• **WHAT YOU HAVE TO DO**:
Work through the records that follow and return each line containing the word "round".

►

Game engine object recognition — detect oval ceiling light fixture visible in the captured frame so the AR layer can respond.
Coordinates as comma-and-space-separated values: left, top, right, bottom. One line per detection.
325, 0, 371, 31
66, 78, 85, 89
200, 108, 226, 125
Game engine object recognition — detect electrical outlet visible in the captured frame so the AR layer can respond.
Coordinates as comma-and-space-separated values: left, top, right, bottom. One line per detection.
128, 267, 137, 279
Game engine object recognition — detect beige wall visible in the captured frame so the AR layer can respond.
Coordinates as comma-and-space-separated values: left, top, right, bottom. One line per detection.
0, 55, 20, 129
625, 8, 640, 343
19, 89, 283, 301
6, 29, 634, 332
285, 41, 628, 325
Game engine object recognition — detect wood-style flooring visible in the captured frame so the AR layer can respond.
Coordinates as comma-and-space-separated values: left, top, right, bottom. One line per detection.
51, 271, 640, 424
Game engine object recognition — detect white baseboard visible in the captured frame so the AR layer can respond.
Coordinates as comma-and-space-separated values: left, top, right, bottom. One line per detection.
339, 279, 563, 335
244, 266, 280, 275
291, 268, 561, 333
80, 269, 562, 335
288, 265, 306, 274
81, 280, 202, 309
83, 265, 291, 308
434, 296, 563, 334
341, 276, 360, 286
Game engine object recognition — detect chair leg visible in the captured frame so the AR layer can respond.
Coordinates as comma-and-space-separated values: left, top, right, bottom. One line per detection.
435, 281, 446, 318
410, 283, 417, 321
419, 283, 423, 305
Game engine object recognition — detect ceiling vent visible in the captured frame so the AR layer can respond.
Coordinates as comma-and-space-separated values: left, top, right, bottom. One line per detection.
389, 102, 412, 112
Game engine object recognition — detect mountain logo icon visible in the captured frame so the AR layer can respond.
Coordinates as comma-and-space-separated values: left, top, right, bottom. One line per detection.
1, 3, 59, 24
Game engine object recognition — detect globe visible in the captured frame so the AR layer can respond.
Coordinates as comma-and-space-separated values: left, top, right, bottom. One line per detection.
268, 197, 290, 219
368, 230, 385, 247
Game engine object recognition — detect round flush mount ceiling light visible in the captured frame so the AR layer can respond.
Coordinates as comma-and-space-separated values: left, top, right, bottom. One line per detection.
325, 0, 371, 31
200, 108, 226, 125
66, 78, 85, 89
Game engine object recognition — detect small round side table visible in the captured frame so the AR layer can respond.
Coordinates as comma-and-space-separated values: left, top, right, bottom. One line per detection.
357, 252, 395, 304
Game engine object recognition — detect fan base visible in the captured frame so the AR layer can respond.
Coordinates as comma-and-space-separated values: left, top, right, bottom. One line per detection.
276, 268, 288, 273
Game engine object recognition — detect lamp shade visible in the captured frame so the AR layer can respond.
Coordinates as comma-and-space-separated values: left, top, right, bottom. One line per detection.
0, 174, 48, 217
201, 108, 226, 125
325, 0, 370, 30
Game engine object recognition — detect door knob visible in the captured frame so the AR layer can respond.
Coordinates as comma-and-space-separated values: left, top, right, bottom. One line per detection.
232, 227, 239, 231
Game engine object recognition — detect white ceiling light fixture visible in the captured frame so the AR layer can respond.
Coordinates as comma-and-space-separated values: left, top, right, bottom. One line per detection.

◄

• **ANSWER FOR THIS EXERCISE**:
Game engine object recognition — detect round flush mount ceiling light visible in the captured frame so the AR layer can respond.
Game engine object recognition — detect small round side table visible in the captured frame so the AR layer can respond.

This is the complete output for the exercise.